--- Texte du document ---

À Téhéran, fonctionnaires et hommes politiques affirment que le président n’a la haute main ni sur le nucléaire ni sur la politique de sécurité. Et que ce poste n’a été créé que pour chapeauter l’administration, les grandes décisions étant prises par une direction collégiale dirigée par l’ayatollah Ali Khamenei, le Guide de la République islamique. Pourtant, ne leur en déplaise, l’arrivée d’Ahmadinejad est bien le signe d’une radicalisation du régime. Naguère très impliqués dans la définition de la politique nucléaire, mais électoralement défaits, les réformateurs et les conservateurs pragmatiques emmenés par l’ancien président Ali Akbar Hachemi Rafsandjani ont vu leur influence se réduire comme peau de chagrin. Au moment où les gouvernements européens font monter la pression diplomatique en portant la question iranienne devant le Conseil de sécurité de l’ONU, beaucoup redoutent que les foucades du nouveau président n’accentuent les risques de dérapage et ne précipitent la République islamique dans une confrontation avec l’Occident.
Pourtant, la victoire de celui qui aime à se présenter comme un « humble fils de la révolution » ne s’est pas jouée sur la politique étrangère, mais sur sa réputation d’honnêteté et de piété. Soutenu par les radicaux, Ahmadinejad a bénéficié du discrédit des réformateurs, impuissants à tenir leurs promesses de libéralisation politique et coupables, aux yeux d’une majorité d’Iraniens, d’avoir négligé la lutte contre le chômage, l’inflation et la corruption.
Modeste, travailleur et attaché à sa famille, ce fils de forgeron se déplace au volant d’une vieille Paykan, la voiture nationale, improbable croisement entre la Skoda tchèque et la Trabant est-allemande de l’époque communiste « Lorsque nous nous battions, il nous séparait et nous recommandait plutôt de prier », explique l’un de ses anciens camarades de classe, qui garde le souvenir d’un élève calme et studieux. Lors de ses deux années à la tête de la mairie de Téhéran, il ne s’est accordé aucun congé. Devant les caméras de télévision, il s’est armé d’un balai pour nettoyer les rues jonchées d’immondices. Intègre et incorruptible, il a su séduire une population paupérisée et scandalisée par le train de vie ostentatoire de la nomenklatura enturbannée. En promettant par exemple de mettre l’argent du pétrole sur le sofreh, le tapis sur lequel les Iraniens traditionalistes s’assoient pour déjeuner.
Tout au long de sa campagne, il a prôné un retour aux idéaux égalitaires de la Révolution islamique de 1979. Lui-même ancien combattant volontaire de la milice des Bassij pendant la guerre contre l’Irak (1980-1988), il a exalté le sens du sacrifice des martyrs et les valeurs de la camaraderie. Foncièrement religieux, voire bigot, il lui arrive de sombrer dans le mysticisme. Aux Nations unies, il a ainsi évoqué le retour sur terre imminent du douzième imam, l’imam caché du chiisme duodécimain, provoquant la consternation dans les rangs des représentants arabes, majoritairement sunnites. La mise en ligne, sur Internet, d’une vidéo du président affirmant à un ayatollah de la ville sacrée de Qom qu’il avait, lors de son discours onusien, vu une « lumière verte » a provoqué la réprobation des élites religieuses et politiques du pays.

--- Données brutes ---

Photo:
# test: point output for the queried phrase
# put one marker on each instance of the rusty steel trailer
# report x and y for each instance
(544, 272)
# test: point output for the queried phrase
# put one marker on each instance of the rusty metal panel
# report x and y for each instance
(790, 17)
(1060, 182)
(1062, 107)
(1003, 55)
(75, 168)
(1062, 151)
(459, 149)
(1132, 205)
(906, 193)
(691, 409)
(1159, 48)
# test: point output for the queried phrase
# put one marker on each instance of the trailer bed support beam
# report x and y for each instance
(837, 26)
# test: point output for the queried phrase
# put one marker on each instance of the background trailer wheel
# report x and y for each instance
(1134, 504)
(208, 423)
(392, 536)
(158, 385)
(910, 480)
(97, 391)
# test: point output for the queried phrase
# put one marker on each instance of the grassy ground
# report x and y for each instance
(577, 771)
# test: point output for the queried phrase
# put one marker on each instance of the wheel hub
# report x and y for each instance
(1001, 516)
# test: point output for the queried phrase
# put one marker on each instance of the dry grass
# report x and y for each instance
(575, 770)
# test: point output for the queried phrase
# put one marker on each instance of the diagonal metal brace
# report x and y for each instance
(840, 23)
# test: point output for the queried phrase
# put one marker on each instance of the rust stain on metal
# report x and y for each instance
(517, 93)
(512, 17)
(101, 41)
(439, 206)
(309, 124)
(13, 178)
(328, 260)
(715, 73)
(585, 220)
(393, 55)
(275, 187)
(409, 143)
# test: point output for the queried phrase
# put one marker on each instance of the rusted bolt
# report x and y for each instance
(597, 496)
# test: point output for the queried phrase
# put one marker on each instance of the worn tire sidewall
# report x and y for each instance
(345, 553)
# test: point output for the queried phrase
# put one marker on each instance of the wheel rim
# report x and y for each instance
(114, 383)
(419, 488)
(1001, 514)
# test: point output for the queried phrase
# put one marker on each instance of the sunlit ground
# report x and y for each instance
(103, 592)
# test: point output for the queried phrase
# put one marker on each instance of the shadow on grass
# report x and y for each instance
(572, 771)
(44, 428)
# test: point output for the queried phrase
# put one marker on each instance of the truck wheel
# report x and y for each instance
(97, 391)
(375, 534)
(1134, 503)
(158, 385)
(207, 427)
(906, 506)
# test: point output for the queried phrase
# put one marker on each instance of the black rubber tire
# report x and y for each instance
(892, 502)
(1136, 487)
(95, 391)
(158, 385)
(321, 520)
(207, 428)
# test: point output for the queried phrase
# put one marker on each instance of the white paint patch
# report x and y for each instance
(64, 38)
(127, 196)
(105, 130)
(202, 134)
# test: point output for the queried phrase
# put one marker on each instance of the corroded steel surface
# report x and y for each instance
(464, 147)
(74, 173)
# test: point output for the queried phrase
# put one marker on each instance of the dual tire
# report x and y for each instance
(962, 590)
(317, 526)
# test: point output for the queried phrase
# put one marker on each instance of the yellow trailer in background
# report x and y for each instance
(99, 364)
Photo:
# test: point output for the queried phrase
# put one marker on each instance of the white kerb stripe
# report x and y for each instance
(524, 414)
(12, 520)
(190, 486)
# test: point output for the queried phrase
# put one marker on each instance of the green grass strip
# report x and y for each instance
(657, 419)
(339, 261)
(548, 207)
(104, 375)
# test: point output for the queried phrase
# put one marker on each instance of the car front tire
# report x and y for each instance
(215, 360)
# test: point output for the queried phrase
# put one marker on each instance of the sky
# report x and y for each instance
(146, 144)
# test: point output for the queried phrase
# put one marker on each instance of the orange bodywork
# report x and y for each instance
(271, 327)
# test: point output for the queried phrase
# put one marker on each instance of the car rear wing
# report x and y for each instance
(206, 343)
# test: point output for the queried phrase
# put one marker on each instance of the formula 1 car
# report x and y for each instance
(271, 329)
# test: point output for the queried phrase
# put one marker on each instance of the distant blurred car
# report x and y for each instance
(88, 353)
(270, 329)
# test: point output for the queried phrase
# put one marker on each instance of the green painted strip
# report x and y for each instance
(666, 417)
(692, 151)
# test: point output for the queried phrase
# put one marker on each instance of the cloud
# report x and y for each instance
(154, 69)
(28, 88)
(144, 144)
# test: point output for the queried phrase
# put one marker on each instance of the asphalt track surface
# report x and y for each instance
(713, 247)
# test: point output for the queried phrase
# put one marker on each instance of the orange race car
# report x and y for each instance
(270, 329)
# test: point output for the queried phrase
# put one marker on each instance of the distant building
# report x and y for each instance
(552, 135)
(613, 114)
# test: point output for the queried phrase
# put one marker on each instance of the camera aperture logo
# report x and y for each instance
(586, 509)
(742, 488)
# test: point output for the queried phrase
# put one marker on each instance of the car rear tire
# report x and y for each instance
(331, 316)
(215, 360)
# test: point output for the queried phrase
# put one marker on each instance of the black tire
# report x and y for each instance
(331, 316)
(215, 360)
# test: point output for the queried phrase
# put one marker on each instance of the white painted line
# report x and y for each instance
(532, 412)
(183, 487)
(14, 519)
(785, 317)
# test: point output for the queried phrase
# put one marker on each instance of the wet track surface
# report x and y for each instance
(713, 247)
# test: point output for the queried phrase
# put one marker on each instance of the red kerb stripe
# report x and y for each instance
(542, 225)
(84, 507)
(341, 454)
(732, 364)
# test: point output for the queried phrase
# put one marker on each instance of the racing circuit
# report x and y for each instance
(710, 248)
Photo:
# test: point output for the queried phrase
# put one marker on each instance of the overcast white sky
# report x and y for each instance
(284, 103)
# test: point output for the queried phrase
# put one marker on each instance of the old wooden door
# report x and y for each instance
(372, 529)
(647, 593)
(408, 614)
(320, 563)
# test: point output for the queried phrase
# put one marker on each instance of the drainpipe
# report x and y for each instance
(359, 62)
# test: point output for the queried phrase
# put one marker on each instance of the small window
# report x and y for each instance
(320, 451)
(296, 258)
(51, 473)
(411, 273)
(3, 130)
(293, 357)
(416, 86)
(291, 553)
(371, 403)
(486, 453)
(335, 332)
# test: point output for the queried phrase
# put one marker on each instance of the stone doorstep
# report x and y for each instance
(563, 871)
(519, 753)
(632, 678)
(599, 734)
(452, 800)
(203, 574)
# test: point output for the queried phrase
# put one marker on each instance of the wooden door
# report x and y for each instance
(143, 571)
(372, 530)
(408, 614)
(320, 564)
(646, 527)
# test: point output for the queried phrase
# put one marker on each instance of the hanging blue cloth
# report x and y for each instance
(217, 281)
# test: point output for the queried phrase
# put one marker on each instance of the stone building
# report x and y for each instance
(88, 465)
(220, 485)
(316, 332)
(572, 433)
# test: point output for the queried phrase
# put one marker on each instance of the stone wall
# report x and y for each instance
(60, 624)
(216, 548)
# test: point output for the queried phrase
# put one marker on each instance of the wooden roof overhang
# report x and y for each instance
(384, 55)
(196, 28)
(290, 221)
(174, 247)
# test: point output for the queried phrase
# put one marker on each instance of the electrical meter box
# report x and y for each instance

---

_Énoncé A_.
D'après l'article sur Ahmadinejad, quels maux une majorité d'Iraniens reproche-t-elle aux réformateurs d'avoir négligé de combattre ? Nommez-les tous.
_Énoncé B_.
Dans l'article sur Ahmadinejad, quelle voiture le président conduit-il ?

_Réponse rédigée A_.
Le chômage, l'inflation et la corruption.

_Réponse rédigée B_.
Une vieille Paykan, la voiture nationale.